-- start of TEXT EXTRACT --

These factors are used to calculate the theoretical NGEs under aid schemes. In individual cases of aid, on the other hand, the actual apportionment breakdown of the three categories of expenditure in the standard base is used.
As the timescale over which a grant is subject to tax differs according to the category of expenditure, the first step is to allocate the grant proportionally among the items forming the base of the aid.
The next step is to calculate the amounts charged as tax, separately for each category of espenditure (the calculations are of the same kind as those in Example 3).
Lastly, the taxes are deducted from the nominal grant in order to arrive at the NGE:
NGE = Nominal grant less:
- The tax charged on aid allocated to land
- The tax charged on aid allocated to buildings
- The tax charged on aid allocated to plant
For instance: investment: 100
of which: - land: 3 not depreciable
- buildings: 33 straight-line depreciation over 20 years
- plant: 64 decreasing-line depreciation over 5 years
nominal grant: 20
rate of tax: 55 %
discount rate: 8 %
To calculate the tax on aid allocated to land
In general, land is not depreciable. Assuming that the aid is to be subject to tax at the same pace as depreciation, aid granted to land is not taxed and no tax is to be deducted from the grant made in respect of land.
To calculate the tax on aid allocated to buildings
Assuming that the aid allocated to buildings is to be subject to tax in equal portions at the same pace as depreciation, i.e. over 20 years:
- the nominal grant allocated to buildings would be: 20 × 33 % = 6,6
- each year, the portion of the grant included in profits would be: 6,6/20 = 0,33
- the amount of tax charged on that portion would be: 0,33 × 55 % = 0,18
An amount of 0,18 would be due from profits each year for 20 years in respect of the grant made for buildings. If this stream of amounts is discounted at the end of the first year (same kind of calculation as in the table in Example 3), the total tax charged in the period on the aid grant to buildings will be 1,925.
To calculate the tax on aid allocated to plant
Let us assume that the aid allocated to plant is to be subject to tax at the same pace as depreciation, i.e. by the decreasing-line method, over five years, at the following rates: 40 %, 24 %, 14,4 %, 10,8 % and 10,8 %.
Unlike the case of buildings, taxation here is different each year. The tax will therefore have to be calculated year by year. The share of the nominal grant allocated to plant is 20 × 64 % = 12,8.
To calculate the tax charges
1. The taxation of grants, referred to in the common method of assessing aid, is governed both by the tax laws of the Member States concerned and by any special arrangements under the scheme in question.
2. For the purposes of determining an NGE, it is therefore necessary to have precise information on:
- the scale of tax rates on profits in the country concerned,
- the depreciation rules in force, or the specific method of incorporating aid into profits prescribed by the scheme in question.
3. NET GRANT EQUIVALENT OF INVESTMENT AID IN THE FORM OF A SUBSIDISED LOAN
Investment aid given to an enterprise in the form of a subsidised loan is expressed first as the number of percentage points of the rebate, i.e. the difference between the reference rate and the rate charged by the lender.

-- end of TEXT EXTRACT --
-- start of DATA PROVIDED --

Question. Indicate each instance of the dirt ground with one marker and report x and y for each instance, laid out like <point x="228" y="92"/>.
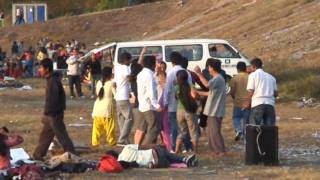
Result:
<point x="299" y="149"/>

-- end of DATA PROVIDED --

Write out the passage of the text on net grant equivalents that starts at "These factors are" and ends at "in Example 3).". The material comes from a separate source and has no connection to the text on net grant equivalents.

These factors are used to calculate the theoretical NGEs under aid schemes. In individual cases of aid, on the other hand, the actual apportionment breakdown of the three categories of expenditure in the standard base is used.
As the timescale over which a grant is subject to tax differs according to the category of expenditure, the first step is to allocate the grant proportionally among the items forming the base of the aid.
The next step is to calculate the amounts charged as tax, separately for each category of espenditure (the calculations are of the same kind as those in Example 3).